## ACTIVITY
Copy out the whole post about Pride weekend and updating ID, word for word.
----- EXTRACT
I didn’t stick around for the dance party part of the evening, later after the readings, as I was pretty exhausted by that point. The next day was the Pride Parade in the west end. Hundreds of thousands of people downtown, making noise. When I woke the next morning, I was not able to bring myself to join in on that. I'd done as many events and marching as I could handle this year. So I stayed home and worked of some writing projects and had a “me day” of playing video games, watching movies. I definitely was not the most hardcore of Pride taker parters, but I did more than I ever have and was proud to do so, which is kind of the point.

The next few things I have on my plate include getting my ID renewed (when I got the name change done it was “too soon” to renew. Grrr. and I’ll get my medical card name change done at the same, time as that’s done in the same place now. Then Finally I’ll get my SIN card changed and I’ll have all my ID in my right name. It was too overwhelming for me to do it all at once, anyway. I’m slow at getting all my T’s dotted and I’s crossed (sic) sometimes.
----------
----- ENTRIES PROVIDED
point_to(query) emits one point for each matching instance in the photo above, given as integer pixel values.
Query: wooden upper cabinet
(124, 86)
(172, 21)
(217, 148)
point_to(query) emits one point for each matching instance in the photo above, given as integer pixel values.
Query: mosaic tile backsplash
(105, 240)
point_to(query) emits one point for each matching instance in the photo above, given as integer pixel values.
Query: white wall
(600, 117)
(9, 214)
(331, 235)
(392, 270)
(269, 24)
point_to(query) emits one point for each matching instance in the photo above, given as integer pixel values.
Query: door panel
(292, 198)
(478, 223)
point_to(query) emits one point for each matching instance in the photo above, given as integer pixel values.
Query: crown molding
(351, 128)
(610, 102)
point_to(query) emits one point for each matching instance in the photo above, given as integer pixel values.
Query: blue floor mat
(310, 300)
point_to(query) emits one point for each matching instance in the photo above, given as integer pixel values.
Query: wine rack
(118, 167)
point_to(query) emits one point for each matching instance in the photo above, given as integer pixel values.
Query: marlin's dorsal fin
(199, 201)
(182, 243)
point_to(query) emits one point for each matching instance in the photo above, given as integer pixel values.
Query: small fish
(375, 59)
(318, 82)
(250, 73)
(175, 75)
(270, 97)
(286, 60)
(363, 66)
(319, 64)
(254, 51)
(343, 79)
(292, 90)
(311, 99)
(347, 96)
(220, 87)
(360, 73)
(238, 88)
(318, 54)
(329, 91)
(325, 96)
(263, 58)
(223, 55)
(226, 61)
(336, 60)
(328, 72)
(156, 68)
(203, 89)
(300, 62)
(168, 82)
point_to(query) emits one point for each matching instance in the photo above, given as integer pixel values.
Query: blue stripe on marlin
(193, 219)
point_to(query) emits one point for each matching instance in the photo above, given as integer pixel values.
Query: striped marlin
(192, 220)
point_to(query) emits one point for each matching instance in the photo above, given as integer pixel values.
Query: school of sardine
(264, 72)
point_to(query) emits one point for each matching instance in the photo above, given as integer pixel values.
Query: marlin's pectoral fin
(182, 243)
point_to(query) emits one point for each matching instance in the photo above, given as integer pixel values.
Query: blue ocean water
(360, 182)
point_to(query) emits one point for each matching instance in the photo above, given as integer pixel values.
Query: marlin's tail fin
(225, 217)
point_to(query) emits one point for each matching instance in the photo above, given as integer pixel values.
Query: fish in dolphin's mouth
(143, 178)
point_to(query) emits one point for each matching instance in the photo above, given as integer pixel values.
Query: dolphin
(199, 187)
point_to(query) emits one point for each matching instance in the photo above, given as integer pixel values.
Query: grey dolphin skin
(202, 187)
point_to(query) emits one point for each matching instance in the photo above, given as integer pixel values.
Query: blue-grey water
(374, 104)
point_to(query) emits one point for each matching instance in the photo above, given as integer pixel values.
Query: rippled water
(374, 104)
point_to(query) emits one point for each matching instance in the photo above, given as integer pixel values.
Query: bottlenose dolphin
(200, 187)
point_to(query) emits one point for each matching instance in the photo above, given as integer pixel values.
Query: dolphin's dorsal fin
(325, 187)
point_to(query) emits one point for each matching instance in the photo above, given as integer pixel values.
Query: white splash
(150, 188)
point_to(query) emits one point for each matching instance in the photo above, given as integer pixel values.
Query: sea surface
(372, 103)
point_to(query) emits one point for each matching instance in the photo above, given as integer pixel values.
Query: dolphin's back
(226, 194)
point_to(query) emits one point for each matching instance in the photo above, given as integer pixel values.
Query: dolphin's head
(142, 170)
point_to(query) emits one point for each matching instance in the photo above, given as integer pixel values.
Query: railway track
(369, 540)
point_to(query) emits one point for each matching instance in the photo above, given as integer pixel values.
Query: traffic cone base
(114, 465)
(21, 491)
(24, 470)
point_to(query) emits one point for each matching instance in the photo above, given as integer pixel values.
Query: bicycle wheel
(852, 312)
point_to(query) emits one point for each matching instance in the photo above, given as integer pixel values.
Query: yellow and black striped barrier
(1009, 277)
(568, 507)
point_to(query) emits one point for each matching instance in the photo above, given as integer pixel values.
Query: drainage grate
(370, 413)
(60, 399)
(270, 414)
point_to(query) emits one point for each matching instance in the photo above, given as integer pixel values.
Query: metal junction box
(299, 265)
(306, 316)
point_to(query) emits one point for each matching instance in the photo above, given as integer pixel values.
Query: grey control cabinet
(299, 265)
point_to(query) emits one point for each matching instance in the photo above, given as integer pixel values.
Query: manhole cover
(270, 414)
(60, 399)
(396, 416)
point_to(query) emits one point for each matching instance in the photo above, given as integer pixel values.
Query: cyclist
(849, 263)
----------
## ANSWER BOX
I didn’t stick around for the dance party part of the evening, later after the readings, as I was pretty exhausted by that point. The next day was the Pride Parade in the west end. Hundreds of thousands of people downtown, making noise. When I woke the next morning, I was not able to bring myself to join in on that. I'd done as many events and marching as I could handle this year. So I stayed home and worked of some writing projects and had a “me day” of playing video games, watching movies. I definitely was not the most hardcore of Pride taker parters, but I did more than I ever have and was proud to do so, which is kind of the point.

The next few things I have on my plate include getting my ID renewed (when I got the name change done it was “too soon” to renew. Grrr. and I’ll get my medical card name change done at the same, time as that’s done in the same place now. Then Finally I’ll get my SIN card changed and I’ll have all my ID in my right name. It was too overwhelming for me to do it all at once, anyway. I’m slow at getting all my T’s dotted and I’s crossed (sic) sometimes.